# Request
Reproduce the records beginning at the line that has "# draw the outline of every instance of the man's" and stopping after the line that has "157), (107, 157)]", both lines included. Scale every coordinate in the answers by 2.5 and round each result to a whole number, with halves rounded up, while leaving the requests and their format samples unchanged.

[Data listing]
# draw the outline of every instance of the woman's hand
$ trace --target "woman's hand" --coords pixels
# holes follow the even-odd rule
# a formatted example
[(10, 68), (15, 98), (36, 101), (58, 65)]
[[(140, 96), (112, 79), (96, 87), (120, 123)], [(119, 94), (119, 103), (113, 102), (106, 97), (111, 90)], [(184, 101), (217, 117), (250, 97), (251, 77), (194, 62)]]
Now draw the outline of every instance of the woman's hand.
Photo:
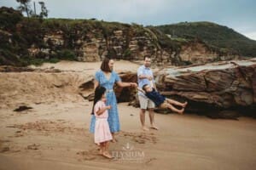
[(147, 76), (147, 78), (148, 78), (149, 81), (153, 80), (153, 77), (152, 77), (151, 76)]
[(106, 106), (106, 109), (111, 109), (111, 105)]
[(137, 88), (137, 85), (135, 82), (130, 82), (130, 86), (132, 88)]

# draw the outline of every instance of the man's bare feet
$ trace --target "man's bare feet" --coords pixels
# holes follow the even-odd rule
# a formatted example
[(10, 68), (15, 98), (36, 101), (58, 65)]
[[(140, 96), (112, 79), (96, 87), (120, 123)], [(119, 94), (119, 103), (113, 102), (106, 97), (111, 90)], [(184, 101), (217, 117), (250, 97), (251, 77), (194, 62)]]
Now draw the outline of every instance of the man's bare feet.
[(100, 155), (103, 155), (103, 150), (100, 149)]
[(155, 125), (151, 125), (150, 128), (154, 129), (154, 130), (159, 130), (158, 127)]
[(111, 140), (111, 142), (113, 142), (113, 143), (117, 143), (117, 139), (113, 139), (112, 140)]
[(149, 129), (148, 129), (147, 127), (145, 127), (145, 126), (143, 127), (142, 128), (143, 128), (143, 131), (148, 131), (148, 130), (149, 130)]
[(107, 158), (108, 158), (108, 159), (112, 159), (113, 158), (113, 156), (108, 152), (107, 152), (107, 151), (103, 152), (102, 156), (105, 156), (105, 157), (107, 157)]

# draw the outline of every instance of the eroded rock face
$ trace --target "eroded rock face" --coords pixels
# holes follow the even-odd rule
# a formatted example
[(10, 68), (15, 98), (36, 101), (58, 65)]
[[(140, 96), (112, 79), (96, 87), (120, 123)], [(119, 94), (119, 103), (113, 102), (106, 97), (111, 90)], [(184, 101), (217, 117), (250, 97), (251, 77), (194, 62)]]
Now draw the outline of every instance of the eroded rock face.
[(146, 55), (151, 57), (154, 65), (179, 65), (183, 62), (203, 64), (238, 58), (234, 54), (222, 56), (219, 53), (210, 50), (205, 43), (196, 41), (182, 45), (178, 52), (173, 48), (162, 48), (157, 40), (154, 39), (155, 35), (149, 33), (147, 29), (141, 33), (143, 35), (125, 28), (114, 31), (108, 37), (104, 37), (97, 30), (86, 34), (79, 31), (74, 34), (77, 34), (74, 36), (76, 39), (71, 41), (67, 40), (67, 35), (61, 31), (48, 32), (44, 36), (44, 48), (38, 48), (33, 44), (28, 48), (28, 52), (32, 56), (39, 54), (49, 56), (56, 50), (65, 49), (67, 45), (71, 45), (79, 61), (99, 61), (104, 57), (140, 60)]
[(255, 108), (255, 82), (256, 62), (247, 60), (164, 69), (157, 83), (163, 94), (190, 101), (188, 110), (205, 111)]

# Task answer
# draw the outline of every instance of the man's bare feet
$ trace --target "man's bare feet" --coords pixels
# holes follow the even-odd rule
# a formatted example
[(10, 68), (15, 98), (36, 101), (58, 65)]
[[(140, 96), (112, 79), (96, 87), (120, 123)], [(119, 94), (119, 103), (113, 102), (106, 97), (111, 90)], [(184, 101), (217, 117), (250, 97), (251, 77), (194, 62)]]
Now draw the outline of every instance of the man's bare feet.
[(250, 388), (258, 388), (258, 375), (250, 373)]
[(388, 313), (378, 313), (375, 320), (385, 323), (385, 325), (398, 325), (395, 318)]
[(278, 350), (278, 355), (283, 355), (283, 358), (293, 358), (293, 348), (283, 348), (280, 350)]
[(373, 323), (370, 323), (368, 318), (363, 318), (363, 315), (358, 318), (355, 320), (358, 320), (358, 328), (370, 328), (370, 325), (373, 325)]
[(268, 395), (270, 395), (270, 398), (280, 398), (283, 395), (283, 390), (270, 380), (268, 380), (268, 378), (258, 380), (255, 390), (263, 390), (263, 393), (268, 393)]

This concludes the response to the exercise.